____ DATASET ENTRIES

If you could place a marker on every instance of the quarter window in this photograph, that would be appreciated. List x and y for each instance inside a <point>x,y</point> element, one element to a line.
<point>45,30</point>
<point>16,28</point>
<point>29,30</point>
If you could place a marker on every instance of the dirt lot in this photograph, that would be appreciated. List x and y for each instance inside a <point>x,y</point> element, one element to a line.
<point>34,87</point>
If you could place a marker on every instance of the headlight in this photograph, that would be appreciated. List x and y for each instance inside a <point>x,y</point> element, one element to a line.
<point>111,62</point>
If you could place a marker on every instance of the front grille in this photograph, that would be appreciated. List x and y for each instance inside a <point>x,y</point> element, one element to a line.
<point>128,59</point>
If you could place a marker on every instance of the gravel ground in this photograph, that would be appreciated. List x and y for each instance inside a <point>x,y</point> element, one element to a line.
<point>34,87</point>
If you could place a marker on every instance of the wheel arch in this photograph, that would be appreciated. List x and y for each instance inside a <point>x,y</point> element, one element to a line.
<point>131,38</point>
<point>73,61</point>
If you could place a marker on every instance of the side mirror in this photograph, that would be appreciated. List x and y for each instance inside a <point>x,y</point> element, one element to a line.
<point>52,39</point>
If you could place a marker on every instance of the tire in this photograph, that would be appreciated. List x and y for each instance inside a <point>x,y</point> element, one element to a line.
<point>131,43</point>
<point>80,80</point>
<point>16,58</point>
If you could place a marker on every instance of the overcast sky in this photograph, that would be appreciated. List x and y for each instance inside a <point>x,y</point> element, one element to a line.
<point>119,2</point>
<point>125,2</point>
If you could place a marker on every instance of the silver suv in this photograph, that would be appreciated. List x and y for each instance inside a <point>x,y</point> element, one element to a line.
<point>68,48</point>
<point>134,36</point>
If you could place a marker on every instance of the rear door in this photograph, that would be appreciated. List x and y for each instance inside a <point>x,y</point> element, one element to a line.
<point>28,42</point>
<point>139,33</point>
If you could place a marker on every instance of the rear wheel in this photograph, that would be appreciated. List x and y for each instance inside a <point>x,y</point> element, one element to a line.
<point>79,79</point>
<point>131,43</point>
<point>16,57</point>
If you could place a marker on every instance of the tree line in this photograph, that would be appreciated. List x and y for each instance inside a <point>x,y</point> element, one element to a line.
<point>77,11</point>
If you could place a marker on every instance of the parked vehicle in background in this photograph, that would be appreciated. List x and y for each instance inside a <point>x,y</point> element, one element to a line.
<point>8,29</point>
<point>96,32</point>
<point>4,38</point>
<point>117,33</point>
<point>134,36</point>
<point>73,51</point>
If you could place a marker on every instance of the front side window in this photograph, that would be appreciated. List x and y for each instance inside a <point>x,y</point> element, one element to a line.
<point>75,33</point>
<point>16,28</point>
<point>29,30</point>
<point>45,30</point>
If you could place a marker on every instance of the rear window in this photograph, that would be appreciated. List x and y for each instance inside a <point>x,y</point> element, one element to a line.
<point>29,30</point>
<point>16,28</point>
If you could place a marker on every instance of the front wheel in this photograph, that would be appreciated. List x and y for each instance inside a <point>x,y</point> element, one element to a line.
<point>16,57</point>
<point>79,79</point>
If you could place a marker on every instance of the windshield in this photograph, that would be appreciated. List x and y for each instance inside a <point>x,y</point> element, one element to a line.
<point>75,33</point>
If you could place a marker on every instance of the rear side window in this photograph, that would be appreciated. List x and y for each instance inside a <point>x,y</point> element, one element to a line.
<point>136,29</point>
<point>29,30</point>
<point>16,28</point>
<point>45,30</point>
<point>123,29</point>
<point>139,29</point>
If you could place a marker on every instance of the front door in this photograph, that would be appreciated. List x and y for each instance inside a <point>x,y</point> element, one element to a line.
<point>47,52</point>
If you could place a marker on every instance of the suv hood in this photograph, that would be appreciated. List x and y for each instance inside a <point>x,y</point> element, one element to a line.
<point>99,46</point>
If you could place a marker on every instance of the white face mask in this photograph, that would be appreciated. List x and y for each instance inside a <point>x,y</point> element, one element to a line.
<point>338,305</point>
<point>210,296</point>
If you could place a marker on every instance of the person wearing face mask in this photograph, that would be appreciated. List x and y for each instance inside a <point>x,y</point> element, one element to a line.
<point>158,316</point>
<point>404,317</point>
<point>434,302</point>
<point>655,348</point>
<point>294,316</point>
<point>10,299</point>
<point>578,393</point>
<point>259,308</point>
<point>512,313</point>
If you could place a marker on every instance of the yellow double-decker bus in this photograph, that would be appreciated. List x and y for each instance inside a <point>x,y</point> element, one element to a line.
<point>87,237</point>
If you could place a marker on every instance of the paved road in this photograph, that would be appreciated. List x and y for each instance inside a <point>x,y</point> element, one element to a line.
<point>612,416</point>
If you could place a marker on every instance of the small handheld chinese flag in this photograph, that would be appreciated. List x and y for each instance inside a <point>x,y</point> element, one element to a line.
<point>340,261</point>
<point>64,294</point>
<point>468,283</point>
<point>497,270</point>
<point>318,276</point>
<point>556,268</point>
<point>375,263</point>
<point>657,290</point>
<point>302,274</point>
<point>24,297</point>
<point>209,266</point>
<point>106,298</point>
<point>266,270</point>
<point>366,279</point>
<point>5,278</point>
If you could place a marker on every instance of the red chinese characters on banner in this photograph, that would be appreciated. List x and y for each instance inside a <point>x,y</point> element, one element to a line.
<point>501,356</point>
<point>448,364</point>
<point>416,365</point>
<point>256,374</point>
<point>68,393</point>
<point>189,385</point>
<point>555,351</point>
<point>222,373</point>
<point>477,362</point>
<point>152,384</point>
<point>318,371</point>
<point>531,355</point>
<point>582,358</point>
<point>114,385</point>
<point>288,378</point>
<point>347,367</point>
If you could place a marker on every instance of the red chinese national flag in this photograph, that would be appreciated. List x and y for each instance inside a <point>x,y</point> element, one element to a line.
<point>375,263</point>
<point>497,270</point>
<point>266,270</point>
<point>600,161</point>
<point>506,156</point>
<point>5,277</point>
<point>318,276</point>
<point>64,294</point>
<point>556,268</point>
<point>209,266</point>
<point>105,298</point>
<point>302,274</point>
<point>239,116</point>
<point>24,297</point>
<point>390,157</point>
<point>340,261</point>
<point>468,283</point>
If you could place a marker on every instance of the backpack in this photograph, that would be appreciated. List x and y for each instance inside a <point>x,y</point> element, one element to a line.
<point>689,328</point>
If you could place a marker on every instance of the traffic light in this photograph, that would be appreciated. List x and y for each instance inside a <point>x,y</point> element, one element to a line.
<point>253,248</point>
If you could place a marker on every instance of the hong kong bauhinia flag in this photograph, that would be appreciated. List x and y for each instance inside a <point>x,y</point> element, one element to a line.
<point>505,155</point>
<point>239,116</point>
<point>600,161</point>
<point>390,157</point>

________

▸ **YOUR ASSIGNMENT**
What is needed is a verbatim copy of the data, complete from first line to last.

▸ **EXPECTED ANSWER**
If you could place a marker on every instance of the quarter window in this photograph, that would be appreciated. List x and y for each instance inside a <point>x,y</point> element, one element to a line.
<point>45,30</point>
<point>16,28</point>
<point>29,30</point>
If you could place a marker on every instance of the dirt lot in this photograph, that would be appreciated. List x and y for each instance inside a <point>x,y</point> element, one element to a line.
<point>34,87</point>
If you could place a marker on every instance of the headlight in this photograph, that would be appreciated. List x and y for each instance inside a <point>x,y</point> element, one element to a line.
<point>111,62</point>
If you could place a marker on every instance of the front grille in this photograph, that would be appreciated. List x and y for each instance inside a <point>x,y</point> element, one element to a line.
<point>128,59</point>
If you could place a marker on every instance of the gravel ground in this photograph, that would be appreciated. List x and y for each instance inside a <point>x,y</point> element, one element to a line.
<point>34,87</point>
If you could place a marker on every instance of the wheel arch in this photograph, that would be appreciated. List x and y for each instance inside a <point>x,y</point> element, one element to a line.
<point>131,38</point>
<point>73,61</point>
If you could place a marker on every instance of the side mirror in this photograph, that would be appreciated. List x and y for each instance inside a <point>x,y</point> element, one element to a line.
<point>52,39</point>
If you could place a marker on every instance of the tire in this photograph, that would be appreciated. List x and y for each instance inside a <point>x,y</point> element, one element to a line.
<point>131,43</point>
<point>80,80</point>
<point>16,58</point>
If you could place a marker on every instance of the overcast sky in this photograph, that would be appreciated. List x and y for each instance inside a <point>x,y</point> element, one element to a line.
<point>119,2</point>
<point>125,2</point>
If you could place a marker on every instance of the silver suv in this photograph, that would be appreciated. List x and y for each instance inside a <point>x,y</point> element, one element to a line.
<point>68,48</point>
<point>134,36</point>
If you could place a marker on every instance of the rear door in this photograph, that would be appreciated. List x and y for each instance inside a <point>x,y</point> element, one element to a line.
<point>28,42</point>
<point>139,33</point>
If you could place a marker on every instance of the rear wheel in this photograph, that would be appreciated. List x and y for each instance inside a <point>x,y</point> element, one element to a line.
<point>79,79</point>
<point>131,43</point>
<point>16,57</point>
If you could place a marker on every instance of the tree line in this photograph, that would be appreciated. List x and y for each instance inside a <point>x,y</point> element, one element to a line.
<point>77,11</point>
If you could place a marker on every instance of the parked vehicle in background in this photograph, that would be appreciated. List x and y for each instance inside a <point>x,y</point> element, one element to a line.
<point>8,29</point>
<point>96,32</point>
<point>4,38</point>
<point>117,33</point>
<point>134,36</point>
<point>73,51</point>
If you could place a marker on every instance of the front side window in this photograph, that would be appreciated. List x and y for each instance inside a <point>x,y</point> element, one element to a line.
<point>75,33</point>
<point>16,28</point>
<point>29,30</point>
<point>45,30</point>
If you could place a marker on every instance of the rear window in this photograph, that would be appreciated. List x and y for each instance inside a <point>x,y</point> element, one element to a line.
<point>29,30</point>
<point>16,28</point>
If you could place a marker on every instance of the front wheel in this photograph, that would be appreciated. List x and y for each instance inside a <point>x,y</point> element, one element to a line.
<point>16,57</point>
<point>79,79</point>
If you could place a marker on every instance of the windshield in this photograph, that would be appreciated. List x and y for each instance inside a <point>x,y</point> element, one element to a line.
<point>75,33</point>
If you could place a marker on every instance of the rear side window in this photograph, that would be appreciated. List x and y for each instance inside a <point>x,y</point> element, one element to a line.
<point>136,29</point>
<point>29,30</point>
<point>16,28</point>
<point>45,30</point>
<point>123,29</point>
<point>139,29</point>
If you could place a marker on every instance of the front door in this photograph, that would be appreciated. List x and y for each instance inside a <point>x,y</point> element, one element to a line.
<point>47,52</point>
If you could place a marker on every instance of the suv hood in this photograph, that would be appreciated. List x and y for each instance inside a <point>x,y</point> element, one element to a line.
<point>99,46</point>
If you could place a marker on every instance of the white face mask in this photograph, that would be appreciated. List x and y for each instance inside a <point>x,y</point> element, one element to a line.
<point>338,305</point>
<point>210,296</point>
If you could place a marker on every instance of the person wearing face mask in this photograph, that would be appreciated. List x and y for each instance inside a <point>x,y</point> element, one element to a line.
<point>158,316</point>
<point>404,317</point>
<point>434,302</point>
<point>655,348</point>
<point>294,316</point>
<point>10,299</point>
<point>578,393</point>
<point>259,308</point>
<point>512,313</point>
If you could place a marker on every instance of the yellow double-decker bus in this photograph, that would be appreciated. List x and y for each instance inside a <point>x,y</point> element, one element to a line.
<point>87,237</point>
If you could place a marker on every instance of the paved road in this photograph, that would be appreciated. List x and y for each instance inside a <point>x,y</point> element, one element to a line.
<point>612,416</point>
If you could place a marker on every instance of the small handheld chinese flag in this photograph, that would be appreciated. List x and y for each instance inside a <point>x,y</point> element, one element to a line.
<point>340,261</point>
<point>64,294</point>
<point>468,283</point>
<point>497,270</point>
<point>318,276</point>
<point>556,268</point>
<point>375,263</point>
<point>657,290</point>
<point>302,274</point>
<point>24,297</point>
<point>209,266</point>
<point>106,298</point>
<point>266,270</point>
<point>366,279</point>
<point>5,278</point>
If you could place a marker on every instance of the red chinese characters on banner in this photograph, that would be appreciated. List x and y for each instance inside a <point>x,y</point> element, one element to a line.
<point>501,356</point>
<point>448,364</point>
<point>416,365</point>
<point>256,374</point>
<point>68,393</point>
<point>189,385</point>
<point>555,351</point>
<point>222,373</point>
<point>477,362</point>
<point>152,384</point>
<point>318,371</point>
<point>531,355</point>
<point>582,358</point>
<point>114,385</point>
<point>288,378</point>
<point>347,367</point>
If you could place a marker on every instance of the red chinese national flag in this photograph, that would be appreciated. List x and y for each instance inside a <point>x,y</point> element, one element to a line.
<point>375,263</point>
<point>497,270</point>
<point>266,270</point>
<point>600,161</point>
<point>506,156</point>
<point>5,277</point>
<point>318,276</point>
<point>64,294</point>
<point>556,268</point>
<point>209,266</point>
<point>105,298</point>
<point>302,274</point>
<point>239,116</point>
<point>24,297</point>
<point>390,157</point>
<point>340,261</point>
<point>468,283</point>
If you could place a marker on every instance of the backpack in this photograph, that would be appreciated. List x and y for each instance inside a <point>x,y</point> element, one element to a line.
<point>689,328</point>
If you could place a marker on every instance of the traffic light in this photograph, that would be appreciated. List x and y for each instance inside a <point>x,y</point> element, one element to a line.
<point>253,248</point>
If you could place a marker on every instance of the hong kong bauhinia flag in this photograph, that would be appreciated. List x and y for each instance inside a <point>x,y</point> element, one element to a line.
<point>505,155</point>
<point>239,116</point>
<point>600,161</point>
<point>390,157</point>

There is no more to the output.